**TAREA**. Prosiga el texto sobre el Padre Carlos Mugica a partir de su última oración.

**EXTRACTO**.
=====
Hay películas que no buscan explicar el pasado sino convocarlo. "A la hora de la luz”, de Nicolás Cuiñas y Walter Peña, hace eso con la figura del Padre Carlos Mugica. La rescata del bronce y la devuelve al barro donde se forjó. Lo muestra como lo que fue, un hombre dividido entre la fe y la política, entre el Evangelio y la villa, entre la Iglesia y el pueblo.
Nacido en 1930 en una familia acomodada, Mugica conoció desde chico el poder y la distancia. Estudió en el Nacional Buenos Aires, se ordenó sacerdote en 1959 y formó parte de una generación que vivió el impacto del Concilio Vaticano II, esa reforma profunda que llamó a la Iglesia a salir de los templos y mirar de frente un mundo moderno que hasta entonces había condenado. En ese espíritu, Mugica encontró su punto cardinal en la Villa 31, donde descubrió que la pobreza no era una categoría teológica sino una realidad efectiva, política, tangible, cotidiana.
De ese encuentro nació su compromiso de acompañar, denunciar, organizar. Formó parte del Movimiento de Sacerdotes para el Tercer Mundo, se acercó al peronismo y entendió que, en la Argentina, la opción por los pobres también era una opción por Perón. Lo decía sin rodeos, en una frase que explica su pensamiento: “Los pobres creen en Dios, pero ellos también creen que políticamente hubo un tiempo mejor y que nuevamente vendrá un tiempo mejor, y ese recuerdo y esa esperanza se llama peronismo”.
Su prédica lo volvió un tipo incómodo para todos, para la jerarquía eclesiástica, para la derecha que lo amenazaba y también para los sectores radicalizados que querían correr por izquierda al pueblo. Apoyó a Montoneros en sus comienzos, pero también los cuestionó cuando la violencia empezó a devorar toda política. “En definitiva no son las minorías ‘lucidas’ o ‘las elites intelectuales’ quienes han de decidir y mucho menos imponer un ideal revolucionario importado, sino el pueblo mayoritario”.
Sábado 11 de mayo de 1974, ya de noche. La misa había terminado en la parroquia San Francisco Solano, Zelada 4771, Villa Luro. Mugica, de 43 años, salió a la vereda entre saludos y abrazos. Lo esperaba su Renault 4L azul; a su lado iba su amigo Ricardo Capelli. Apenas llegó al auto, un hombre se le cruzó y disparó a quemarropa. Cayeron los dos. Fueron llevados de urgencia al Hospital Juan F. Salaberry, a pocas cuadras. Allí lo operó el doctor Marcelo Larcade; en el quirófano, contó después, había uniformados y civiles que parecían estar esperando una sola cosa, la certificación de la muerte. Mugica alcanzó a pedir que atendieran primero a su amigo y, según los testimonios, dejó una frase que todavía resuena “Ahora tenemos que estar más que nunca junto al pueblo".
=====
**DATOS ALMACENADOS**.
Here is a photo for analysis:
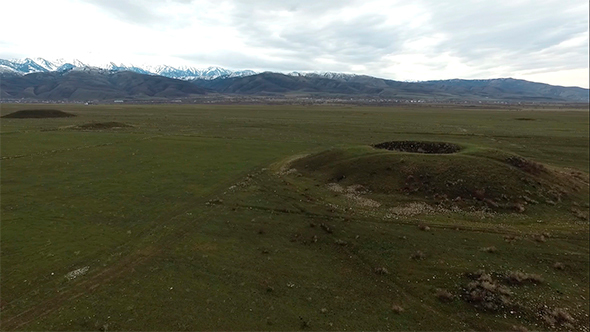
=====
**SU RESPUESTA**.
La investigación apuntó a la Triple A. Testigos señalaron a Eduardo (Rodolfo) Almirón como autor material y hablaron de un Chevy verde claro como auto de fuga. El resto -silencios, expedientes truncos, historias clínicas pérdidas- anticipó el clima que vendría en Argentina. Su muerte fue el prólogo del terror sistemático que pronto arrasaría con sacerdotes, militantes, estudiantes, obreros. La noche empezaba antes del golpe.
Hoy, cuando un nuevo documental lo rescata de la penumbra, Mugica vuelve a interpelarnos. No como un santo en una estampita, sino como un hombre que vivió y murió por unos ideales. Dejó una lección sencilla pero poderosa: la fe se ejerce hacia atrás, pero la esperanza siempre apunta hacia adelante.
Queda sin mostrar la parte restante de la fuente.